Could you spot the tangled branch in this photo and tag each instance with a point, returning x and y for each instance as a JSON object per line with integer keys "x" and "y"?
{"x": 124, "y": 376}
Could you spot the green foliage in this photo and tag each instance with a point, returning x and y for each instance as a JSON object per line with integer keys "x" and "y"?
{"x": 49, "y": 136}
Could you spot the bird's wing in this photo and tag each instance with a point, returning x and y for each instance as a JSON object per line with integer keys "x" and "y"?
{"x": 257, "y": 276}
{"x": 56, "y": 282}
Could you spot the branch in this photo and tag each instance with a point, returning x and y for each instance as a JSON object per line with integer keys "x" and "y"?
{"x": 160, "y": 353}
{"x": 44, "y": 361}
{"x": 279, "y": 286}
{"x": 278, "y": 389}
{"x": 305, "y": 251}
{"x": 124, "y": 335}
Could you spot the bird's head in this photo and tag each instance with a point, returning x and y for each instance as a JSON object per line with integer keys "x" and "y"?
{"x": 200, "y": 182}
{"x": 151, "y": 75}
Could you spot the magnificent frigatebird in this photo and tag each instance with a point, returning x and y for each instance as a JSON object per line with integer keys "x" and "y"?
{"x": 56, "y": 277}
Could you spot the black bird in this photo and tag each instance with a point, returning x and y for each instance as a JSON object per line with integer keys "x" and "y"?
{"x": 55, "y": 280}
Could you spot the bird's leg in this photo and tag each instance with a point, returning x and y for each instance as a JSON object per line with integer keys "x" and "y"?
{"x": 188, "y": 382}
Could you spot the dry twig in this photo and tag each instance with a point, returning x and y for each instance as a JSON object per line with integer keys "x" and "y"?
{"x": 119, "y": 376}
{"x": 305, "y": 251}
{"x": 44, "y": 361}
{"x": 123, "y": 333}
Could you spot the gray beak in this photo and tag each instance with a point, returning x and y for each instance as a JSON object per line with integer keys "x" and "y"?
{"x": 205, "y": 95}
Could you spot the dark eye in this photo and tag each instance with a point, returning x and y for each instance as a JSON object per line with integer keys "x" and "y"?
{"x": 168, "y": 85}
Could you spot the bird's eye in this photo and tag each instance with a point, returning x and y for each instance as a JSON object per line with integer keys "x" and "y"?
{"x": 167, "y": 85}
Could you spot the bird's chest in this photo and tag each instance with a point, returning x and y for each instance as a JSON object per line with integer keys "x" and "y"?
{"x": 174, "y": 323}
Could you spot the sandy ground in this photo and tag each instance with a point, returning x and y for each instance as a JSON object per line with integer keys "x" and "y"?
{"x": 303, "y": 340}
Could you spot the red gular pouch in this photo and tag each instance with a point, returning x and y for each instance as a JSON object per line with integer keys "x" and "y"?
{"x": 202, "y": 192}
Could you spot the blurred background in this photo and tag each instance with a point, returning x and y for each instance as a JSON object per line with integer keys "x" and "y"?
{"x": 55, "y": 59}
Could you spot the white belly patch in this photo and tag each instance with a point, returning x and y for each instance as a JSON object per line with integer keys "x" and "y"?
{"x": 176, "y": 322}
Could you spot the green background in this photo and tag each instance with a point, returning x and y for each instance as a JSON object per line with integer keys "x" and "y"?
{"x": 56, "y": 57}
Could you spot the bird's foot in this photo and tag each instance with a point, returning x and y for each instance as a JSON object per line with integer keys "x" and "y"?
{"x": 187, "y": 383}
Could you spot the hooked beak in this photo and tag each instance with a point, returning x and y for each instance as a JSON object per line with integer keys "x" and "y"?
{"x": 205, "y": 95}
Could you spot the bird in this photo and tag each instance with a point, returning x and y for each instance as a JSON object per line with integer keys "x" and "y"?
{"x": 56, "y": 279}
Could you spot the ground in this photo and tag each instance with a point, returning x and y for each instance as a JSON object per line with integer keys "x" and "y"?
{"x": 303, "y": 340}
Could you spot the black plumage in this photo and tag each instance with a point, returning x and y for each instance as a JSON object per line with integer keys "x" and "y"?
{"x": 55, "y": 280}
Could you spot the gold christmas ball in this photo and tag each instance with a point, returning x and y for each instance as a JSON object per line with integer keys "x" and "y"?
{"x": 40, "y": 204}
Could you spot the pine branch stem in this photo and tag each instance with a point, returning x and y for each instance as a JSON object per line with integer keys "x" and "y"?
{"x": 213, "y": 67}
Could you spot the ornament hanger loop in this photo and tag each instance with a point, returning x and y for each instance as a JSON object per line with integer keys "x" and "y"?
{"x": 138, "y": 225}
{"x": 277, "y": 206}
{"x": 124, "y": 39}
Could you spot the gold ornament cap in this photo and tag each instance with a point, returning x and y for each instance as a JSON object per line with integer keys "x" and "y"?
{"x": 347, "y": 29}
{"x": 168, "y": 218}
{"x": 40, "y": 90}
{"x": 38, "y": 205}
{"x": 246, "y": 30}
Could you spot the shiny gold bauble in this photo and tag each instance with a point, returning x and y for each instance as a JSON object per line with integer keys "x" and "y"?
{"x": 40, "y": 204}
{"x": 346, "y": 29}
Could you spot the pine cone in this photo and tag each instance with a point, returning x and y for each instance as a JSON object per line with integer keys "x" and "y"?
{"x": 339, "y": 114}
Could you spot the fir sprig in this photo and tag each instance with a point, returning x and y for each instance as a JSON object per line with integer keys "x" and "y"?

Exercise directions
A complete, exact copy of the entries is required.

Problem solution
Could you spot the tangled branch in this photo and tag each instance with a point, returning x and y for each instance as a JSON object per line with integer keys "x" and "y"?
{"x": 124, "y": 376}
Could you spot the green foliage in this photo and tag each instance with a point, returning x and y for each instance as a JSON object per line with integer keys "x" and "y"?
{"x": 49, "y": 136}
Could you spot the bird's wing in this photo and tag each instance with a point, returning x and y for each instance as a JSON object per line with integer keys "x" and "y"?
{"x": 257, "y": 276}
{"x": 56, "y": 282}
Could you spot the branch in this photo and tag each instance with a point, returning x and y for each instance as a JSON object per line with integer keys "x" and "y"?
{"x": 160, "y": 353}
{"x": 44, "y": 361}
{"x": 279, "y": 286}
{"x": 278, "y": 389}
{"x": 305, "y": 251}
{"x": 124, "y": 335}
Could you spot the bird's head in this photo and tag each instance with a point, returning x and y for each instance as a JSON object per line with integer keys "x" and "y"?
{"x": 200, "y": 182}
{"x": 151, "y": 75}
Could you spot the magnificent frigatebird in this photo and tag each instance with a point, returning x and y for each instance as a JSON object per line with integer keys "x" and "y"?
{"x": 56, "y": 277}
Could you spot the black bird in this photo and tag each instance with a point, returning x and y for each instance as a JSON object per line with integer keys "x" and "y"?
{"x": 55, "y": 280}
Could you spot the bird's leg in this photo and tag each instance with a point, returning x and y for each instance as a JSON object per line with integer keys "x" and "y"?
{"x": 188, "y": 382}
Could you spot the dry twig in this photo and tag each instance with a point, returning x and y for each instance as a JSON object per line with integer keys "x" and "y"?
{"x": 119, "y": 376}
{"x": 305, "y": 251}
{"x": 44, "y": 361}
{"x": 123, "y": 333}
Could you spot the gray beak in this photo and tag each instance with a point, returning x and y for each instance as a JSON object per line with integer keys "x" and "y"?
{"x": 205, "y": 95}
Could you spot the dark eye in this photo and tag each instance with a point, returning x and y for each instance as a JSON object per line with integer keys "x" and "y"?
{"x": 168, "y": 85}
Could you spot the bird's eye in this photo and tag each instance with a point, returning x and y for each instance as a JSON object per line with integer keys "x" and "y"?
{"x": 167, "y": 85}
Could you spot the bird's chest in this photo and tag each instance with a point, returning x and y for each instance as a JSON object per line with integer keys "x" and "y"?
{"x": 174, "y": 323}
Could you spot the sandy ground in this photo and tag each instance with a point, returning x and y for each instance as a JSON object per line with integer keys "x" and "y"?
{"x": 303, "y": 340}
Could you spot the red gular pouch in this photo and tag each instance with a point, returning x and y for each instance as a JSON object per line with integer keys "x" and "y"?
{"x": 202, "y": 192}
Could you spot the blurred background in this photo and tag each instance with a point, returning x and y for each instance as a JSON object per line with integer keys "x" and "y"?
{"x": 55, "y": 59}
Could you spot the white belly patch in this photo and tag each instance with a point, returning x and y for each instance as a JSON object per line with integer keys "x" and "y"?
{"x": 176, "y": 322}
Could you spot the green background in this photo and tag each instance with a point, returning x and y for each instance as a JSON object per line with integer keys "x" and "y"?
{"x": 56, "y": 57}
Could you spot the bird's foot in this photo and tag each instance with a point, returning x and y for each instance as a JSON object per line with integer keys "x" and "y"?
{"x": 187, "y": 383}
Could you spot the hooked beak in this photo and tag each instance with a point, returning x and y for each instance as a JSON object per line with integer keys "x" and "y"?
{"x": 205, "y": 95}
Could you spot the bird in this photo and tag each instance with a point, returning x and y for each instance as a JSON object per line with integer keys "x" and "y"?
{"x": 56, "y": 279}
Could you spot the ground in this photo and tag each instance with a point, returning x and y for each instance as a JSON object per line with integer keys "x" and "y"?
{"x": 303, "y": 340}
Could you spot the black plumage in this photo and tag each instance with a point, returning x and y for each instance as a JSON object per line with integer keys "x" and "y"?
{"x": 55, "y": 280}
Could you spot the gold christmas ball in this photo and tag each instance with a point, returning x and y for each instance as a JSON object per line with integer keys "x" and "y"?
{"x": 40, "y": 204}
Could you spot the pine branch stem in this photo and tag each instance with a point, returning x and y for each instance as a JSON object per line with integer keys "x" and "y"?
{"x": 213, "y": 67}
Could you spot the ornament hanger loop in this photo and tag each instance with a point, returning x and y for each instance as a JSON object per line with integer keys "x" and "y"?
{"x": 138, "y": 225}
{"x": 277, "y": 206}
{"x": 124, "y": 39}
Could you spot the gold ornament cap in this photo and tag each instance with a point, returning x and y for each instance as a JSON object per line with integer keys "x" and "y"?
{"x": 347, "y": 29}
{"x": 168, "y": 218}
{"x": 40, "y": 90}
{"x": 38, "y": 205}
{"x": 246, "y": 30}
Could you spot the shiny gold bauble in this photo and tag each instance with a point, returning x and y for each instance as a JSON object per line with integer keys "x" and "y"?
{"x": 40, "y": 204}
{"x": 346, "y": 29}
Could you spot the pine cone in this photo and tag each instance with a point, returning x and y for each instance as a JSON object per line with integer keys "x" and "y"?
{"x": 339, "y": 114}
Could you spot the fir sprig in this photo and tag each instance with a point, returning x and y for each instance as a JSON object per line with integer keys "x" and "y"?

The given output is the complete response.